• [EXERCISE GOAL]:
In the rows below, copy out word for word the lines from the one that contains "Indicate every instance of the windshield" through the last line of the rows.

• [DATA SECTION]:
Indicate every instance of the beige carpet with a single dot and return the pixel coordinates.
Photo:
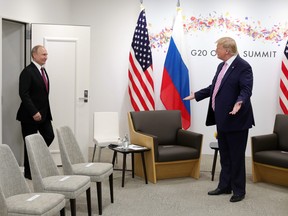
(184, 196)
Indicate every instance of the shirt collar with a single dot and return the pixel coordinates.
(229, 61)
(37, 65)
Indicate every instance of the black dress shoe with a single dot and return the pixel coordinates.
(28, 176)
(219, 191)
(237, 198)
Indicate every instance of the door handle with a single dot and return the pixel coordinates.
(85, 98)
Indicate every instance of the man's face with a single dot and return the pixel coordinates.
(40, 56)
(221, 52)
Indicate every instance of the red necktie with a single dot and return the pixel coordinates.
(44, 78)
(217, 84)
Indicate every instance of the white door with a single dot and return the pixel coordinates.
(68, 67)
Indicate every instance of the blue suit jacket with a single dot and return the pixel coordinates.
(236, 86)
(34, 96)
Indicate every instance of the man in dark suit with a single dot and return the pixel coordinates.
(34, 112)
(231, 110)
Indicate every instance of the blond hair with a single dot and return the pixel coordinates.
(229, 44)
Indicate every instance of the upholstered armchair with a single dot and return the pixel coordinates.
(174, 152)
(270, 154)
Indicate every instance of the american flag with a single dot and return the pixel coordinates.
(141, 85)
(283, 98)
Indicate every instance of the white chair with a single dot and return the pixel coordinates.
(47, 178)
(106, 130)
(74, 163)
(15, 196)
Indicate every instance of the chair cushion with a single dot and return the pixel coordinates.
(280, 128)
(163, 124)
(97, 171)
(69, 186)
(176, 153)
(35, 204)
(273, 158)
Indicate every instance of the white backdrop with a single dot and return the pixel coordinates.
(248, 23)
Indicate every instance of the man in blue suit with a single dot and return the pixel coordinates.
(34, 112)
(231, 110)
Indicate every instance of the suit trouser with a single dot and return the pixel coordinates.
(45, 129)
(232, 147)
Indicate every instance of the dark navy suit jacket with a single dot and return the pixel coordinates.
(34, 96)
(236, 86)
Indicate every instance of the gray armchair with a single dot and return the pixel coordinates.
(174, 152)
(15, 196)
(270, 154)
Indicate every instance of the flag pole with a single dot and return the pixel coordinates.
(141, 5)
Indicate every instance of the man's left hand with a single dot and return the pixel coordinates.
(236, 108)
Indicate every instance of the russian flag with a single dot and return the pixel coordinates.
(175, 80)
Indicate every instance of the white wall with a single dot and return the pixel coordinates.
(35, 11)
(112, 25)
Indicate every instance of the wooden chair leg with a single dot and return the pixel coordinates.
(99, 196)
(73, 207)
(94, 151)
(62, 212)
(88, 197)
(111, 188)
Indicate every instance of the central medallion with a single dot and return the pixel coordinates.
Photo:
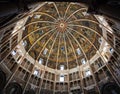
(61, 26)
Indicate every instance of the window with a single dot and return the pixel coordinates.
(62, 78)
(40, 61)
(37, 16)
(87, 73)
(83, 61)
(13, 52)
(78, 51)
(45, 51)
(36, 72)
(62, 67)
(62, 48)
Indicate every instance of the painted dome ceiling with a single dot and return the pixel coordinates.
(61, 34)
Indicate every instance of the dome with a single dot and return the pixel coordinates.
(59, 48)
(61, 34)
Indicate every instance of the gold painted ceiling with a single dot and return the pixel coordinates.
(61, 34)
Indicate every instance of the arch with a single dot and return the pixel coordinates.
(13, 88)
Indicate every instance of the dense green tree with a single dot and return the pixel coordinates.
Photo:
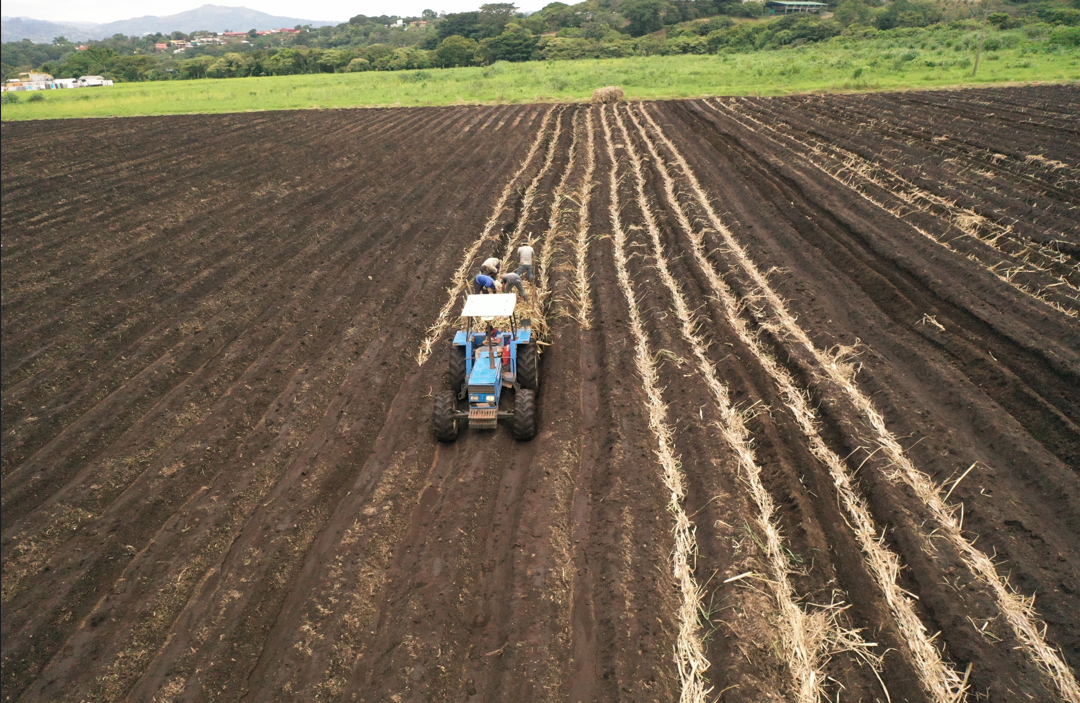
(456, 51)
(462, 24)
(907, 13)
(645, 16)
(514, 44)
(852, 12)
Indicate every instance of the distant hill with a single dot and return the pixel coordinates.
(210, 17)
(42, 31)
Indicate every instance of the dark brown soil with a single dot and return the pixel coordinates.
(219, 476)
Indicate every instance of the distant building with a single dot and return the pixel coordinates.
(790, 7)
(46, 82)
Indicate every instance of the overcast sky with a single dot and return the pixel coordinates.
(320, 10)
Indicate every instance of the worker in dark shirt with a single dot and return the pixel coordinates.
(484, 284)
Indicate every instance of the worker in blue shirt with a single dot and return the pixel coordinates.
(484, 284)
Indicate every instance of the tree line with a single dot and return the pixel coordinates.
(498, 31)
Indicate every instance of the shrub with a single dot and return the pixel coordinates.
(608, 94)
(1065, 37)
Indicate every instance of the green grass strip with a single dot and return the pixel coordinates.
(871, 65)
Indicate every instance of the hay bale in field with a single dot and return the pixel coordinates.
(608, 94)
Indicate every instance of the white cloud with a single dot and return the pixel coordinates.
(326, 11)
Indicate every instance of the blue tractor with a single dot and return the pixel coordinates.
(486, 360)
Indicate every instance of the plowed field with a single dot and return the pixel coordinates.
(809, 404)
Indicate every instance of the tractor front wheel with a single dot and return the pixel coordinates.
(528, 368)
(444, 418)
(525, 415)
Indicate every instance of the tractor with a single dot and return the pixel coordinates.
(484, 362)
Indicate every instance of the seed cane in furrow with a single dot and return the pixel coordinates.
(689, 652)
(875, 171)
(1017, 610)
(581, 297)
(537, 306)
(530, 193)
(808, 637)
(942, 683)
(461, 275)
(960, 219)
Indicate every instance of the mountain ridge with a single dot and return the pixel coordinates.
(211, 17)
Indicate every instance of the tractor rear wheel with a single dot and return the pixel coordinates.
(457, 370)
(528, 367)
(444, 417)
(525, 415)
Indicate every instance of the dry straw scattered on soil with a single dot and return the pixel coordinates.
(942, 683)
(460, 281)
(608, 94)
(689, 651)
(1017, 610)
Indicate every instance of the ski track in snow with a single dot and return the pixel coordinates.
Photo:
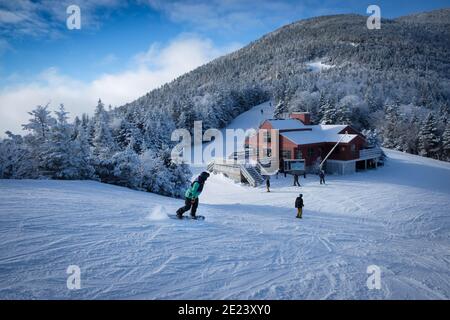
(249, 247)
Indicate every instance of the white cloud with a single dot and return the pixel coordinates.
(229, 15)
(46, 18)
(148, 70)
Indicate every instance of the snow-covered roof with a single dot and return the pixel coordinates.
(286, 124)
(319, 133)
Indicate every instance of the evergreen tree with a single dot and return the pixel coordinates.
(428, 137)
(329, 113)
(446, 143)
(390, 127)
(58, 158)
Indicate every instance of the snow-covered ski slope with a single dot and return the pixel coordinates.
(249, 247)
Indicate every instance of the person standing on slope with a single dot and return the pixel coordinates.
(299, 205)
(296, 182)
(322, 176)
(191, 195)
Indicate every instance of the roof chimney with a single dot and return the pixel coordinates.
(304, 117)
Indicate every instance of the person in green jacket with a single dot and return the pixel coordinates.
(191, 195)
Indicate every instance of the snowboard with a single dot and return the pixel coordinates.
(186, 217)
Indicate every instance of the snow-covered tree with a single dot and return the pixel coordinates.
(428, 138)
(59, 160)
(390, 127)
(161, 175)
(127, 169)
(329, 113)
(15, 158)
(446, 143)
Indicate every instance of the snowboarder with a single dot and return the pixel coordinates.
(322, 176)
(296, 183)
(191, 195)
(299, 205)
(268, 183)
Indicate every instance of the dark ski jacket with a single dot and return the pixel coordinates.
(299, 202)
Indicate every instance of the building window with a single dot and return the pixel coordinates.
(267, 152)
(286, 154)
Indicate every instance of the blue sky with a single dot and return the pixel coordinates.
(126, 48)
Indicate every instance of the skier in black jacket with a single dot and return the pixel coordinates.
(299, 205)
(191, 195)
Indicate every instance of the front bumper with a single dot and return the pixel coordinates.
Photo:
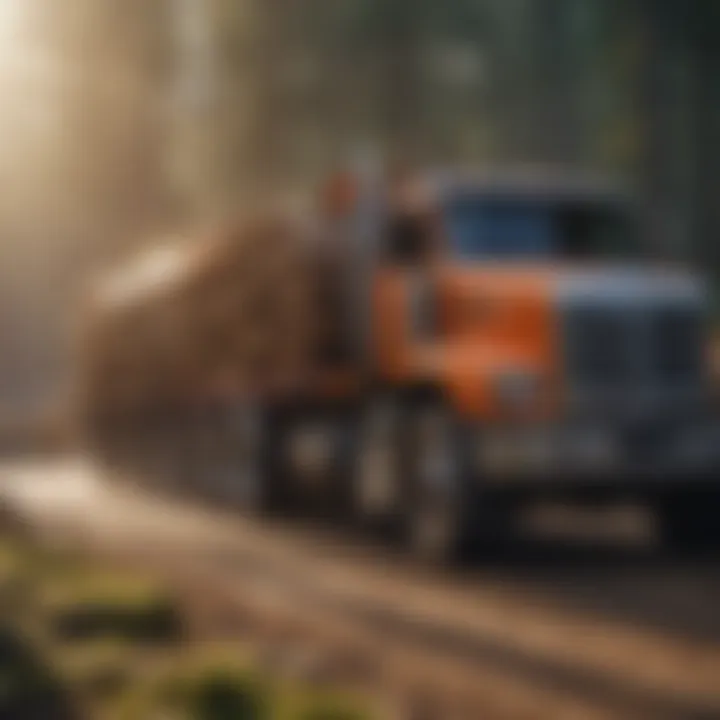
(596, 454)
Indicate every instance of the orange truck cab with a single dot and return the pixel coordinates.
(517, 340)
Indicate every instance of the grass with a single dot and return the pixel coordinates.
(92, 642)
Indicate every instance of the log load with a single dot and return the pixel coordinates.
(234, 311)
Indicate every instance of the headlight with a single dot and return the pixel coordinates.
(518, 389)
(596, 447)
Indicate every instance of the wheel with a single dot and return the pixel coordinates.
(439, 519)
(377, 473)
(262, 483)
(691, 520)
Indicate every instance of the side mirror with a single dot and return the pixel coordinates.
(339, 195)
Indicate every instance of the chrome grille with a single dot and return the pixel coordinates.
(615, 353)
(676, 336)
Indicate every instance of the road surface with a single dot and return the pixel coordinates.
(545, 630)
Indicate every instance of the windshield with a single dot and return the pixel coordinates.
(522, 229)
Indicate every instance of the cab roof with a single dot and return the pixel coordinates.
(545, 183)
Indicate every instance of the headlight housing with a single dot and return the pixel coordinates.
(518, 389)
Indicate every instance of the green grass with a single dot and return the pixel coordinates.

• [RESULT OF THIS EXERCISE]:
Indicate every instance of the windshield with a single dot and return the pixel coordinates.
(522, 229)
Indicate every instance of the cab roof with a single dot and return the pixel coordinates.
(545, 183)
Indicate every instance of the headlight housing with a single dot and return the pixel coordinates.
(518, 389)
Indicate every instance of the green grass with a single dot and return the pixel coordinates.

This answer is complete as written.